PASSAGE CHOISI –
• • • • • • •
Il faut soigneusement observer qu’en imaginant, nous
n’ajoutons que la durée aux choses que les sens nous
apportent : pour le reste l’imagination, au lieu d’y
ajouter le diminue, les images qui nous restent de la
sensation n’étant jamais aussi vives que la sensation
elle-même.
Voilà ce qui s’appelle imaginer ; c’est ainsi que
l’ame conserve les images des objets qu’elle a sentis,
et telle est enfin cette faculté qu’on appelle
imaginative.
• • • • • • •
LIGNES DE DONNÉES –
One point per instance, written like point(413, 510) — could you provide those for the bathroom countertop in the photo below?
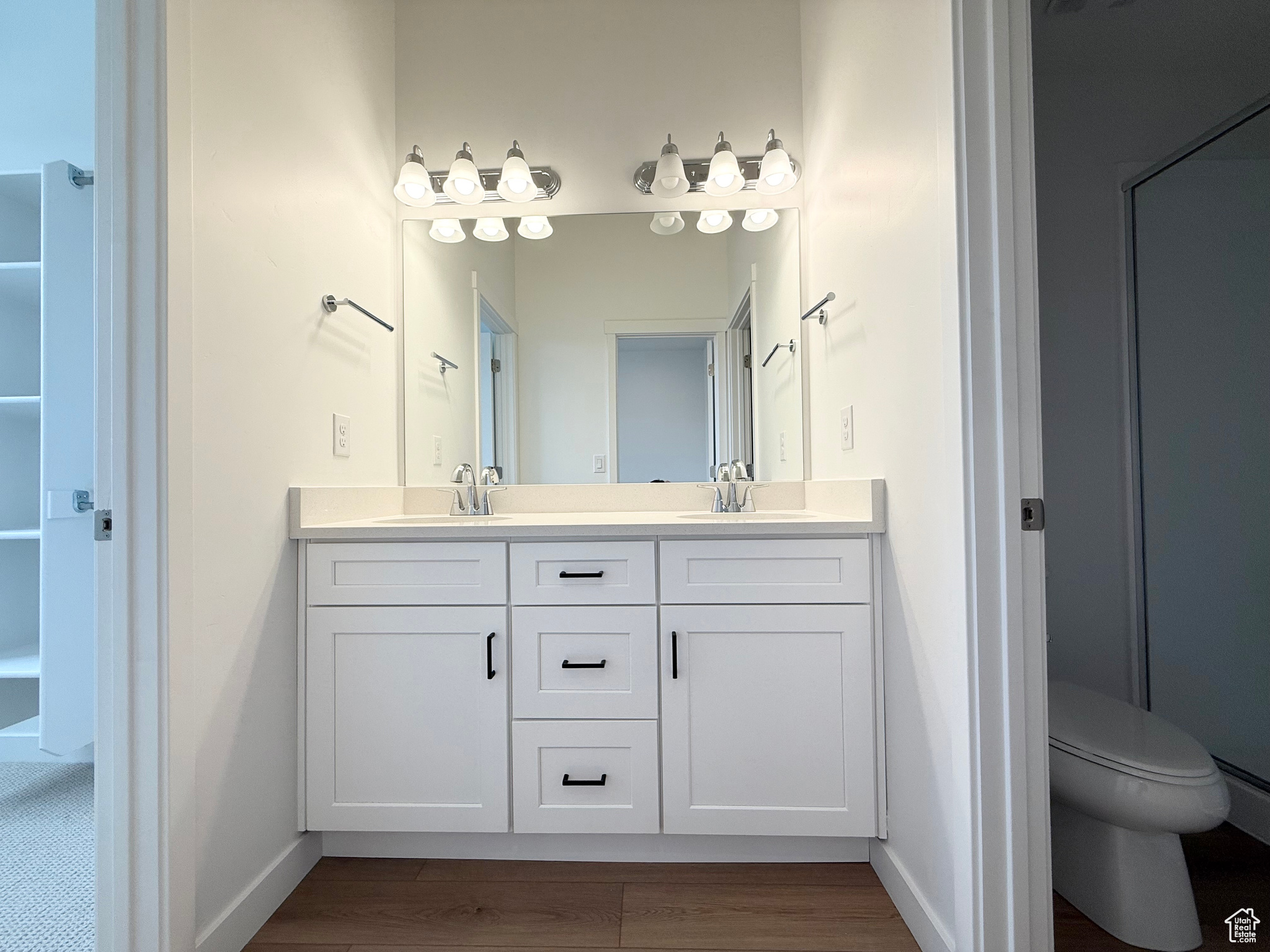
point(825, 508)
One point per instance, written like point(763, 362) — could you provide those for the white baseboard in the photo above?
point(1250, 809)
point(600, 847)
point(931, 933)
point(243, 918)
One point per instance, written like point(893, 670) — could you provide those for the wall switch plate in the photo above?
point(340, 436)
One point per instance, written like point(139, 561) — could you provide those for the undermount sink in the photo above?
point(438, 519)
point(746, 517)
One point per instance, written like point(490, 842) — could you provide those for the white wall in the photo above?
point(1114, 90)
point(881, 229)
point(46, 73)
point(294, 159)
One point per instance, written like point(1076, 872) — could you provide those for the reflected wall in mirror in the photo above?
point(605, 352)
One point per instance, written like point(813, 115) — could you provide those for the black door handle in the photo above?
point(567, 782)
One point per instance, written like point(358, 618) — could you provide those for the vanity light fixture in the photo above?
point(516, 183)
point(714, 221)
point(463, 183)
point(760, 219)
point(776, 172)
point(670, 180)
point(414, 183)
point(491, 230)
point(724, 177)
point(667, 224)
point(448, 230)
point(534, 227)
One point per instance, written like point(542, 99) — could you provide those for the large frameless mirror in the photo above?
point(603, 348)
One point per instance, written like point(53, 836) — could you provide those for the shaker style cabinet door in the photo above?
point(407, 719)
point(768, 720)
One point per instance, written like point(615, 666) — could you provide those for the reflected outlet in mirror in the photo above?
point(607, 352)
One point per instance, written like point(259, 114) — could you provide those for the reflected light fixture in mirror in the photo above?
point(447, 230)
point(760, 220)
point(667, 224)
point(714, 221)
point(491, 230)
point(463, 183)
point(516, 183)
point(534, 227)
point(671, 180)
point(724, 177)
point(414, 184)
point(776, 172)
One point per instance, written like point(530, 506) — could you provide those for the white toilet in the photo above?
point(1123, 785)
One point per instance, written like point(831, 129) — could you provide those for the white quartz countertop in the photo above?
point(837, 508)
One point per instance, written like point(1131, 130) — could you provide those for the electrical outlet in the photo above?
point(340, 436)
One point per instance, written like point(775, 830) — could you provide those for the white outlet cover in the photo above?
point(340, 436)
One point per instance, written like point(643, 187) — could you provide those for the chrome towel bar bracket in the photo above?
point(329, 304)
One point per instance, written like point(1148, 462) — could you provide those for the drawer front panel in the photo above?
point(766, 571)
point(556, 651)
point(407, 574)
point(584, 574)
point(585, 776)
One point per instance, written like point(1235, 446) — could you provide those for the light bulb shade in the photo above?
point(775, 173)
point(414, 184)
point(760, 220)
point(491, 230)
point(724, 177)
point(463, 183)
point(448, 230)
point(534, 227)
point(714, 221)
point(667, 224)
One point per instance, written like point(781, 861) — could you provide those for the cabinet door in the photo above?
point(407, 730)
point(768, 720)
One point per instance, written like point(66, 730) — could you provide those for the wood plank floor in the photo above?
point(404, 906)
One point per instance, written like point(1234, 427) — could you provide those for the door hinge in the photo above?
point(1033, 512)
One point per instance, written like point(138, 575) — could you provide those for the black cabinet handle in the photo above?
point(567, 782)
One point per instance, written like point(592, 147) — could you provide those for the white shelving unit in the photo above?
point(46, 626)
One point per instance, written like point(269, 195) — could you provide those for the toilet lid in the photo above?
point(1113, 730)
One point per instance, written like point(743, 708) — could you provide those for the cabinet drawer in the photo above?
point(584, 574)
point(556, 651)
point(585, 777)
point(766, 571)
point(407, 574)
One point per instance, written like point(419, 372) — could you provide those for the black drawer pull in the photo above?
point(567, 782)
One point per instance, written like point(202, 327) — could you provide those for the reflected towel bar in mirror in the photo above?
point(329, 304)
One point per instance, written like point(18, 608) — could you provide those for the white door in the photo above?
point(66, 575)
point(768, 720)
point(407, 719)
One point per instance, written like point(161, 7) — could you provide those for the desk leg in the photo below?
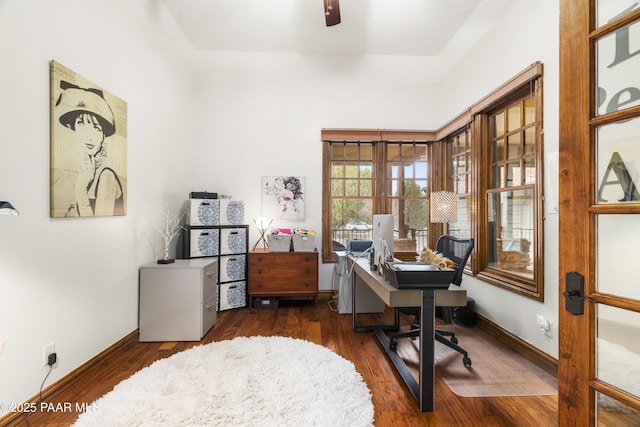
• • • • • • •
TRAVAIL À FAIRE –
Continuez, s'il vous plaît, le passage sur l'imagination à partir de sa dernière phrase. Les enregistrements n'ont aucun rôle ici.

RÉPONSE À L'EXERCICE –
Et il ne faut pas oublier que lorsqu’on l’appelle sens
intérieur en l’opposant à l’extérieur, ce n’est pas
que les opérations de l’un et de l’autre sens ne se
fassent au dedans de l’ame ; mais, comme il a été dit,
c’est, premièrement, que les organes des sens
extérieurs sont au dehors, par exemple les yeux, les
oreilles, la langue et le reste ; au lieu qu’il ne
paroît point au dehors d’organe qui serve à imaginer ;
et secondement, que quand on exerce les sens
extérieurs, on se sent actuellement frappé par l’objet
corporel qui est au dehors, et qui pour cela doit être
présent ; au lieu que l’imagination est affectée de
l’objet, soit qu’il soit ou qu’il ne soit pas présent,
et même quand il a cessé d’être absolument, pourvu
qu’une fois il ait été bien senti. Ainsi je ne puis
voir ce triangle dont nous parlions, qu’il ne soit
actuellement présent ; mais je puis l’imaginer, même
après l’avoir effacé ou éloigné de mes yeux.
Voilà ce qui regarde les sens, tant intérieurs
qu’extérieurs, et la différence des uns et des autres.


Vi. Les passions.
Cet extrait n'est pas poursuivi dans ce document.